→ GIVEN TEXT:
If you ask AI to rewrite the entirety of an open-source program, do you still need to abide by the original license?
-
@lcamtuf @ArneBab @kevinr @bgalehouse
"Use" isn't part of the GPL. And "all rights reserved" means normal copyright law, not "you get no rights at all".
The GPL defines "modify" and "propagate" as the activities it burdens. If I modify the code, and propagate it, i have a legal burden under the license. Otherwise, I don't.
IANAL, but I don't think reading the code and re-implementing a work-alike without incorporating the original code is "modify" - it's "replace".
I understand that's where "clean rooms" come into play, but that always felt like splitting hairs and giving copyright too much power - it's about physical books, not ideas. The farther we move from the original intent, the weaker a strong copyright stance becomes.

→ TASKS TO COMPLETE:
1. According to the forum thread, which two activities does the GPL define as the ones it burdens?
2. Summarize the forum thread in two sentences.

→ DATA PROVIDED:
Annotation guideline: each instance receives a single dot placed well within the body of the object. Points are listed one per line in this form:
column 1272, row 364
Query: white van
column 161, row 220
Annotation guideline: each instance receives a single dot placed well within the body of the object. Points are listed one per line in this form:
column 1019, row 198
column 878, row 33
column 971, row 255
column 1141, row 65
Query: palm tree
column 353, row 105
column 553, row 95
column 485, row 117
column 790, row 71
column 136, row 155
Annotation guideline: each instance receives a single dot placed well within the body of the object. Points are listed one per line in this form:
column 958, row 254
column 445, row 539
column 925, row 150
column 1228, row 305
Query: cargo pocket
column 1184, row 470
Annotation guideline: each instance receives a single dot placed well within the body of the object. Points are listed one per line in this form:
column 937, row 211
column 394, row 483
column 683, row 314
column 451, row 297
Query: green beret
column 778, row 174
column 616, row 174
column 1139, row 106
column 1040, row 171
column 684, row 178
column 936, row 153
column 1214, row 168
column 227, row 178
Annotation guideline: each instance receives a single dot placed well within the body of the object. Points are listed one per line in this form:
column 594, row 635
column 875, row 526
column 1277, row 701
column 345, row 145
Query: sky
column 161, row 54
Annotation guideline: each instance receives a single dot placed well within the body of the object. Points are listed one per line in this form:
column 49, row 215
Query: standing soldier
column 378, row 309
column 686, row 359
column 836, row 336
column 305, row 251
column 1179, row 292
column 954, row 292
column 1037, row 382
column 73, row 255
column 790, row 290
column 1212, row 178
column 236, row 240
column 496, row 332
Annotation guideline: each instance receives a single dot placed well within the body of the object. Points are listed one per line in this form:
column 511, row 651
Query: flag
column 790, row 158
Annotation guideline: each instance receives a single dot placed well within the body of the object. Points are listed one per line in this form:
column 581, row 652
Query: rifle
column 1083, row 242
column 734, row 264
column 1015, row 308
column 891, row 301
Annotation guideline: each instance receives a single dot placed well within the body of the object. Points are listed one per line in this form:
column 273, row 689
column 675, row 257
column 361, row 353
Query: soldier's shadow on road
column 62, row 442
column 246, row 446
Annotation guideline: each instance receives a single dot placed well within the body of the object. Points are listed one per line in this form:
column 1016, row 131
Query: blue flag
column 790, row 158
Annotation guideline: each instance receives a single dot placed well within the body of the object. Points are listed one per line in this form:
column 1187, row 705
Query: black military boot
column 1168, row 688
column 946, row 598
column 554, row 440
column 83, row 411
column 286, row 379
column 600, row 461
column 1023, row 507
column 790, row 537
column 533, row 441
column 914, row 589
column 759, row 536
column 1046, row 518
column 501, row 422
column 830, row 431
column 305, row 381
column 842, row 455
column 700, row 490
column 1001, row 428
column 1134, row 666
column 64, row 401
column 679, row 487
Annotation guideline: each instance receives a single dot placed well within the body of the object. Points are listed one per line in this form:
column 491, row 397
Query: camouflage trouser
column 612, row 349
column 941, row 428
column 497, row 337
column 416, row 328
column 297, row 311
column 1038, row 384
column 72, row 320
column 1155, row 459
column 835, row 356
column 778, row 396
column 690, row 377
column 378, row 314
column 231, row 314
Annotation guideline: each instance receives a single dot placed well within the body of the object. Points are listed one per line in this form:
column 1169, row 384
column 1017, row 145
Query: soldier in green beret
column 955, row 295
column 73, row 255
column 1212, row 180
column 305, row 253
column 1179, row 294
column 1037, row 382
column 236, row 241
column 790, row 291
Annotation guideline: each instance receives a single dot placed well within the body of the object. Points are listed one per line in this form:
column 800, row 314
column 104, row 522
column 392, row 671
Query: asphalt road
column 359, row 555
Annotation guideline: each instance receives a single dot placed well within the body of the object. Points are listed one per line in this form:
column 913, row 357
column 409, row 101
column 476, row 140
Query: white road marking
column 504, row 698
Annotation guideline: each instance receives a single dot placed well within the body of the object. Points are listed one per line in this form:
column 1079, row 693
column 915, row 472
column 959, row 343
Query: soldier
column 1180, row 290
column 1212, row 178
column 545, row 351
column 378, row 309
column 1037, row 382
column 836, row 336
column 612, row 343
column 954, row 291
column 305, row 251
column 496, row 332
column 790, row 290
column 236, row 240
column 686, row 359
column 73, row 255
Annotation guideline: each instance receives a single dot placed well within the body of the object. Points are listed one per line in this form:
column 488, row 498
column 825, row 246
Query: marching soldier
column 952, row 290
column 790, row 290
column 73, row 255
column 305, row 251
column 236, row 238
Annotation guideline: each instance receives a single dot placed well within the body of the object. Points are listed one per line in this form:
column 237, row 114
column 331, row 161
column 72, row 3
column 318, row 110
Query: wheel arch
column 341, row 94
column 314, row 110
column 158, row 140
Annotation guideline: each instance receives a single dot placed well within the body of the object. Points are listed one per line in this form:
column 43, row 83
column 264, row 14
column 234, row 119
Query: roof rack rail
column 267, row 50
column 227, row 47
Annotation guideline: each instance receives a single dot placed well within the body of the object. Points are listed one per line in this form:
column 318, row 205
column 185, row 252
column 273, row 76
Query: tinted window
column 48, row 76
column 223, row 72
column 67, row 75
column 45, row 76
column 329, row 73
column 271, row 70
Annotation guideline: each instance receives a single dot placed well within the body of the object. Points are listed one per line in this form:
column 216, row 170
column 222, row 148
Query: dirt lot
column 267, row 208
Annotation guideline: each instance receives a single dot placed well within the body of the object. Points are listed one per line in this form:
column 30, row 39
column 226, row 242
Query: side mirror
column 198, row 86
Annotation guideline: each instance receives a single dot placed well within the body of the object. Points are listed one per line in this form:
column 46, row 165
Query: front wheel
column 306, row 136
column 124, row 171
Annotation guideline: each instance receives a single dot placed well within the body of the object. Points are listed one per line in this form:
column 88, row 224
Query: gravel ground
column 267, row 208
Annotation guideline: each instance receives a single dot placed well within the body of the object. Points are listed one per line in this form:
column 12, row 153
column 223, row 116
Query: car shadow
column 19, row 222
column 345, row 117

→ SOLUTIONS IN ORDER:
1. "Modify" and "propagate."

2. The thread opens by asking whether a program rewritten entirely by AI must still follow the original open-source license. A reply argues that the GPL burdens only modifying and propagating code, not use, so reading the code and re-implementing a work-alike without incorporating the original code counts as replacing it rather than modifying it.